Objetivos:
1 > Transcreva do texto sobre a previdência o trecho que vai de "As razões da" até "interessa: o contribuinte.".
2 > Dê continuidade ao texto sobre a previdência a partir da última frase apresentada.

As razões da temperança previdenciária
Cuidar da coisa pública tem outros pesos e medidas que muitas vezes desconhecemos.
Sentado do outro lado da mesa, ouvindo o bombardeio de notícias seletivamente programadas para chamar atenção e impactar seus espectadores, não causam mais espanto as recorrentes histórias contadas em que o INSS figura como o senhor portador da vontade quase que intuitiva de negar benefícios e deixar, do outro lado, alguém passando necessidade.
São histórias contadas pela metade. As enxurradas de fraudes e as caronas que se tentam pegar com direitos anunciados pela previdência deixam de orelha em pé qualquer um que esteja cuidando da coisa pública, mas são notícias omitidas ou pouco contadas a quem mais interessa: o contribuinte.
A primeira desmistificação é entender que o INSS é somente uma sigla, ou seja, não é um monstro andando a passos largos pelas ruas da cidade com vontade de negar benefícios a toda sorte de pretensões. Não.
Ele é composto por pessoas que, deveras, vivem na mesma sociedade em que figuram seus destinatários.
São pessoas que, igualmente, também são segurados, têm irmãos, mãe, vizinhos e amigos que, assim como você, precisam ou precisarão do INSS um dia.
A diferença é que eles, sentados do outro lado da mesa, recebem milhares e incessantes requerimentos tanto daqueles que precisam e têm direito, quanto de uma leva irrefreável de pretendentes a fraudar a previdência e ficar com o seu dinheiro sem trabalhar. É isso mesmo.
Vamos descer do salto e assustar de verdade.
Até a revogação feita pela Lei n.9.528/97 sobre a Lei de Benefícios que equiparava o menor sob guarda ao filho para fins de pensão, não eram poucas as inclusões de menores sob guarda de avós, mesmo com os pais sustentando e estando presentes, unicamente para garantir a perpetuação do pagamento do benefício, já que os filhos daqueles avós já tinham mais de 21 anos de idade.

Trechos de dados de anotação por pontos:
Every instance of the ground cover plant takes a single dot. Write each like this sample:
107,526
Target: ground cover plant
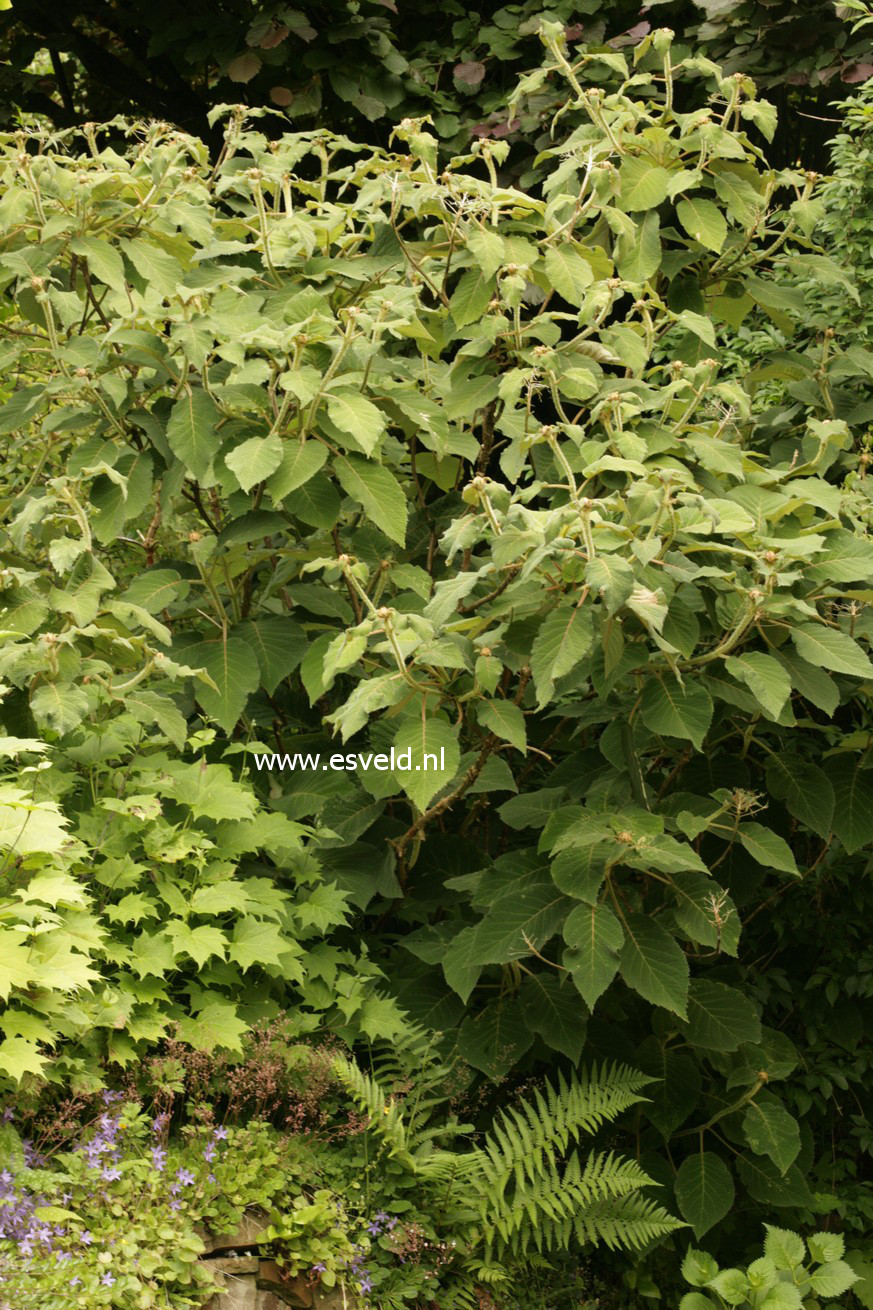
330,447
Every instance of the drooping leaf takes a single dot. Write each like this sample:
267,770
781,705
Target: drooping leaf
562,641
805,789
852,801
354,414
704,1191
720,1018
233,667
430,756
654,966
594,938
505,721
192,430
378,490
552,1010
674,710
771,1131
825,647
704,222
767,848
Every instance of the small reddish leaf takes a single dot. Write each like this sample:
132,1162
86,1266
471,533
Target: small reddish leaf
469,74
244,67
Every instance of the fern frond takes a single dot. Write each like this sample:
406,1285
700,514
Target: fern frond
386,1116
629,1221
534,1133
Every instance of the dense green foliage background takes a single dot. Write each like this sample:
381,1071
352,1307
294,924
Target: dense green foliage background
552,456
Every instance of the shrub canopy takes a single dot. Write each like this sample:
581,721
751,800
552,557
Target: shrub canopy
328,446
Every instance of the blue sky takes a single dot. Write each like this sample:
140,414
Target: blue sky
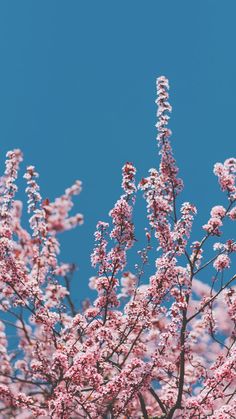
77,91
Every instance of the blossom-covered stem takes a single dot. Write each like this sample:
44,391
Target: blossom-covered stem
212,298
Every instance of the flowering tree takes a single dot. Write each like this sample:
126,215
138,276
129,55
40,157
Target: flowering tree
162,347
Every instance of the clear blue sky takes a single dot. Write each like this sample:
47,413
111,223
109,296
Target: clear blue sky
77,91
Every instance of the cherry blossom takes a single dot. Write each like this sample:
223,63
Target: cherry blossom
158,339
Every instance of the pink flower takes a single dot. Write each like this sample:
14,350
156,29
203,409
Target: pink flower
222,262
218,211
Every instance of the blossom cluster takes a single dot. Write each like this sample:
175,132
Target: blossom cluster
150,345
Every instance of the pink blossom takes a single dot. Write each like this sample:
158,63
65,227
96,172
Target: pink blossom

Respostas em ordem:
1 >
As razões da temperança previdenciária
Cuidar da coisa pública tem outros pesos e medidas que muitas vezes desconhecemos.
Sentado do outro lado da mesa, ouvindo o bombardeio de notícias seletivamente programadas para chamar atenção e impactar seus espectadores, não causam mais espanto as recorrentes histórias contadas em que o INSS figura como o senhor portador da vontade quase que intuitiva de negar benefícios e deixar, do outro lado, alguém passando necessidade.
São histórias contadas pela metade. As enxurradas de fraudes e as caronas que se tentam pegar com direitos anunciados pela previdência deixam de orelha em pé qualquer um que esteja cuidando da coisa pública, mas são notícias omitidas ou pouco contadas a quem mais interessa: o contribuinte.

2 >
Mas vamos mais além.
No louvável ritmo de se reconhecer direitos – o que não deve ser alijado da temperança -, infelizmente uma legião de oportunistas pega carona com o direito proclamado para tentar burlar o poder público e ganhar dinheiro fraudando.
Vejamos a união estável. A equiparação do seu instituto com o casamento para fins jurídicos é de louvável justiça, mas aí o seu anúncio joga para a informalidade a comprovação dos fatos, estendendo a benesse dada aos cônjuges com essa ressalva.
E aí, no mesmo ritmo do menor sob guarda, não causa espécie receber uma enxurrada de pretensões de pensão por morte por pessoas que, se valendo da equiparação ao casamento, alegam convivência marital sem de fato terem assim convivido.
Casos de quem trabalhou na casa do falecido ou falecida, de quem já se separou há anos ou mesmo situações de namoro ou concubinato não param de exigir do INSS uma conduta mais prudente na ocasião de analisar e deferir ou não as pensões por morte. Exigir do INSS não; daqueles mesmos servidores que têm vizinhos precisando.
Daí as razões da temperança.
E agora estamos diante de mais um iminente caso de provável oportunidade de fraudes à previdência. Os transgêneros.
Nenhuma observação à justiça da decisão de reconhecimento de direitos a quem muda de sexo. Isso é assunto para outro momento.
Só que, em termos pragmáticos, a evolução tanto jurisprudencial, quanto legal – a teor do provimento do CNJ e das recentes alterações da lei de registros públicos –, tem autorizado a mudança de nome facilitada e de sexo do interessado em cartório, com reflexos em todos os efeitos jurídicos, legais e sociais.
Só que no aspecto previdenciário há uma diferenciação de idade na aposentadoria para homens e mulheres.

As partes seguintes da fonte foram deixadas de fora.